When you copy the listing, reproduce each line as it appears and omit every image.
----- DATASET ENTRIES -----
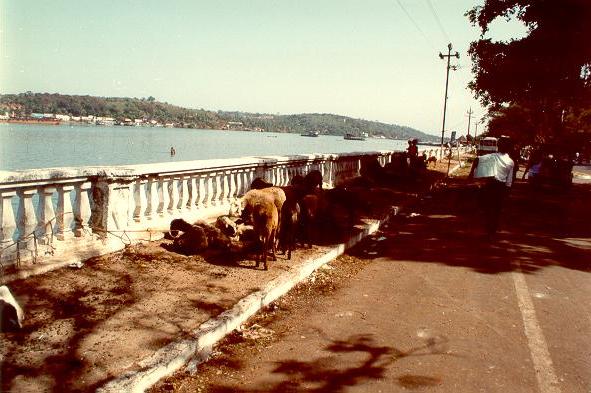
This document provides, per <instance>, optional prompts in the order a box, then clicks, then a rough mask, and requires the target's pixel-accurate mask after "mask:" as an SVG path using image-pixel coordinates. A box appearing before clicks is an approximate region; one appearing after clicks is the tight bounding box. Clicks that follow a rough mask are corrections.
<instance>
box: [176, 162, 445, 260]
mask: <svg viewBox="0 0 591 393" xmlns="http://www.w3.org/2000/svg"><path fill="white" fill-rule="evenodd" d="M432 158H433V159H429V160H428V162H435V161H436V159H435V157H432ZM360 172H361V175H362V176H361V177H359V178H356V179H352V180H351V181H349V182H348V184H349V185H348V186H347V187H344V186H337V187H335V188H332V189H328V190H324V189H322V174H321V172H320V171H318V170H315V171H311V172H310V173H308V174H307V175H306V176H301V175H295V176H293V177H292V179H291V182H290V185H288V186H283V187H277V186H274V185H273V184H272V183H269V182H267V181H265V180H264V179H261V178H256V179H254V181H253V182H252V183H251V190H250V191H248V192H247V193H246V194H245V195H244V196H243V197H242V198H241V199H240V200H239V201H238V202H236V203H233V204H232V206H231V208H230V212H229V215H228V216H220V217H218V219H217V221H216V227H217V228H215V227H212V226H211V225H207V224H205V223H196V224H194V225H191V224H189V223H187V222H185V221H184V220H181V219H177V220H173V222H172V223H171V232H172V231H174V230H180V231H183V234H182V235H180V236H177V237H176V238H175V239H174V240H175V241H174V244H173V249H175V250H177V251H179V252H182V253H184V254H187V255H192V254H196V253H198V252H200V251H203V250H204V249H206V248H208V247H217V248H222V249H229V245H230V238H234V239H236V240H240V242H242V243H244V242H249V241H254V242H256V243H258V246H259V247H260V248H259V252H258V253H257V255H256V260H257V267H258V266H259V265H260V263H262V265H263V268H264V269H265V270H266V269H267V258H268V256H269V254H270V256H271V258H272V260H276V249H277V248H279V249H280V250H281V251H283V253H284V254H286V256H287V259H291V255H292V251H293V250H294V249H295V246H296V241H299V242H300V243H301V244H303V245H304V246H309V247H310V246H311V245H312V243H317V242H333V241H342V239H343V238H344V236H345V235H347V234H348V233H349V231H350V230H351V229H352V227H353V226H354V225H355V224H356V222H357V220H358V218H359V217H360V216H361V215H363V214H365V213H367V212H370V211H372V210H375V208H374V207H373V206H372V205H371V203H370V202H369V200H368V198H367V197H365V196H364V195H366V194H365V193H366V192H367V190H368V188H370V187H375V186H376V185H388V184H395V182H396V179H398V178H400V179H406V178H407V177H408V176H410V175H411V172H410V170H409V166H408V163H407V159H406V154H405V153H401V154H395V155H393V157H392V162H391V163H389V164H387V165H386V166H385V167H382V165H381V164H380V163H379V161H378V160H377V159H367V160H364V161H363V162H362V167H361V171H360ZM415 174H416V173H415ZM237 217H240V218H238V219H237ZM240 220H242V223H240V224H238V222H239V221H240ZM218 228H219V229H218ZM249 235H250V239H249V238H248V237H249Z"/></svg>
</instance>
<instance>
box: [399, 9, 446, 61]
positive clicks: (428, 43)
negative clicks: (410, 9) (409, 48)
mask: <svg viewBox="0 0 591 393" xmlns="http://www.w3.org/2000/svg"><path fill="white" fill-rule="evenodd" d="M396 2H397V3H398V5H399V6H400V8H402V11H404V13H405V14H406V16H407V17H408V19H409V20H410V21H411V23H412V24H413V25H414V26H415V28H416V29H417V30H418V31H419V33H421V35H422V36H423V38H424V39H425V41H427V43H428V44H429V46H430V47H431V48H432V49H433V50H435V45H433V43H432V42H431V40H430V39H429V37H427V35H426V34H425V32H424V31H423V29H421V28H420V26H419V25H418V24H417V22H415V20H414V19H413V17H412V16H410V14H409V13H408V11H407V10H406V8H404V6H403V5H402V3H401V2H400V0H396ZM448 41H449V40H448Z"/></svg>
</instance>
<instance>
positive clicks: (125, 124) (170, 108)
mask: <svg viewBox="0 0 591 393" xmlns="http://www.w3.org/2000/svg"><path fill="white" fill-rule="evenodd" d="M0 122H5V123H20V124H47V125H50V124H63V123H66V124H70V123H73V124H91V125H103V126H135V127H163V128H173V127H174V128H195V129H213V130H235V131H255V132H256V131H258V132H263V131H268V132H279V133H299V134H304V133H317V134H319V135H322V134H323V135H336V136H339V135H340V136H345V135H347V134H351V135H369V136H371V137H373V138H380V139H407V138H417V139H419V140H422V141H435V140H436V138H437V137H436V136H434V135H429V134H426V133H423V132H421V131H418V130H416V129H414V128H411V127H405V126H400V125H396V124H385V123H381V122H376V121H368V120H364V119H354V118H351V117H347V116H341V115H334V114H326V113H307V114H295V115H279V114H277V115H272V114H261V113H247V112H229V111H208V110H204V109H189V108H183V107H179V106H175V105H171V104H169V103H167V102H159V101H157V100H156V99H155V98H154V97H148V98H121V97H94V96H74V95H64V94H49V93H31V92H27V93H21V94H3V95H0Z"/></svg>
-----
## REPLY:
This document provides, per <instance>, optional prompts in the order a box, then clicks, then a rough mask, and requires the target's pixel-accurate mask after "mask:" as an SVG path using image-pixel coordinates. A box appearing before clicks is an approximate region; one appearing after clicks is the tight bounding box. Clicks that follow a rough mask are corrections.
<instance>
box: [176, 162, 445, 260]
mask: <svg viewBox="0 0 591 393" xmlns="http://www.w3.org/2000/svg"><path fill="white" fill-rule="evenodd" d="M432 158H433V159H429V160H428V162H435V161H436V159H435V157H432ZM360 172H361V175H362V176H361V177H359V178H356V179H352V180H351V181H349V182H348V184H349V185H348V186H347V187H344V186H337V187H335V188H332V189H328V190H324V189H322V174H321V172H320V171H318V170H315V171H311V172H310V173H308V174H307V175H306V176H301V175H295V176H293V177H292V179H291V182H290V185H288V186H283V187H277V186H274V185H273V184H272V183H269V182H267V181H265V180H264V179H261V178H256V179H254V181H253V182H252V183H251V190H250V191H248V192H247V193H246V194H245V195H244V196H243V197H242V198H241V199H240V200H239V201H238V202H236V203H233V204H232V206H231V208H230V212H229V215H228V216H220V217H218V219H217V221H216V227H217V228H215V227H212V226H211V225H207V224H205V223H196V224H194V225H191V224H189V223H187V222H185V221H184V220H181V219H177V220H173V222H172V223H171V232H172V231H174V230H180V231H183V234H182V235H180V236H177V237H176V238H175V239H174V240H175V241H174V244H173V249H175V250H177V251H179V252H182V253H184V254H187V255H192V254H196V253H198V252H200V251H203V250H204V249H206V248H208V247H217V248H222V249H229V245H230V238H234V239H236V240H240V242H242V243H244V242H249V241H254V242H256V243H258V246H259V247H260V248H259V252H258V253H257V255H256V260H257V267H258V266H259V265H260V263H262V265H263V268H264V269H265V270H266V269H267V258H268V256H269V254H270V256H271V258H272V260H276V249H277V248H279V249H280V250H281V251H283V253H284V254H286V256H287V259H291V255H292V251H293V250H294V249H295V246H296V241H299V242H300V243H301V244H303V245H304V246H309V247H310V246H311V245H312V243H317V242H333V241H342V239H343V238H344V236H345V235H347V234H348V233H349V231H350V230H351V229H352V227H353V226H354V225H355V224H356V222H357V220H358V218H359V217H360V216H361V215H363V214H365V213H367V212H370V211H372V210H375V208H374V207H373V206H372V205H371V203H370V202H369V200H368V198H367V197H365V196H364V195H366V194H365V193H366V192H367V190H368V188H370V187H375V186H376V185H388V184H395V182H396V179H398V178H400V179H406V178H407V177H408V176H410V175H411V172H410V170H409V166H408V163H407V159H406V154H405V153H401V154H395V155H393V157H392V162H391V163H389V164H387V165H386V166H385V167H382V165H381V164H380V163H379V161H378V160H377V159H367V160H364V161H363V162H362V167H361V171H360ZM415 174H416V173H415ZM237 217H240V218H238V219H237ZM240 220H242V223H240V224H238V222H239V221H240ZM218 228H219V229H218ZM249 235H250V239H249V238H248V237H249Z"/></svg>
</instance>
<instance>
box: [399, 9, 446, 61]
positive clicks: (428, 43)
negative clicks: (410, 9) (409, 48)
mask: <svg viewBox="0 0 591 393" xmlns="http://www.w3.org/2000/svg"><path fill="white" fill-rule="evenodd" d="M396 2H397V3H398V5H399V6H400V8H402V11H404V13H405V14H406V16H407V17H408V19H409V20H410V21H411V23H412V24H413V25H414V26H415V28H416V29H417V30H418V31H419V33H421V35H422V36H423V38H424V39H425V41H427V43H428V44H429V46H430V47H431V48H432V49H433V50H435V45H433V43H432V42H431V40H430V39H429V37H427V35H426V34H425V32H424V31H423V29H421V28H420V26H419V25H418V24H417V22H415V20H414V19H413V17H412V16H410V14H409V13H408V11H407V10H406V8H404V6H403V5H402V3H401V2H400V0H396ZM448 41H449V40H448Z"/></svg>
</instance>
<instance>
positive clicks: (125, 124) (170, 108)
mask: <svg viewBox="0 0 591 393" xmlns="http://www.w3.org/2000/svg"><path fill="white" fill-rule="evenodd" d="M0 122H5V123H20V124H47V125H50V124H63V123H66V124H70V123H73V124H91V125H103V126H135V127H163V128H173V127H174V128H195V129H213V130H235V131H255V132H256V131H258V132H263V131H268V132H279V133H299V134H304V133H317V134H319V135H322V134H323V135H336V136H339V135H340V136H345V135H347V134H351V135H369V136H371V137H373V138H380V139H407V138H417V139H419V140H422V141H435V140H436V138H437V137H436V136H434V135H429V134H426V133H423V132H421V131H418V130H416V129H414V128H411V127H405V126H400V125H396V124H385V123H381V122H376V121H368V120H364V119H354V118H351V117H347V116H341V115H334V114H326V113H307V114H295V115H279V114H277V115H272V114H261V113H247V112H229V111H208V110H204V109H189V108H183V107H179V106H175V105H171V104H169V103H167V102H159V101H157V100H156V99H155V98H154V97H148V98H121V97H94V96H74V95H64V94H49V93H31V92H27V93H21V94H3V95H0Z"/></svg>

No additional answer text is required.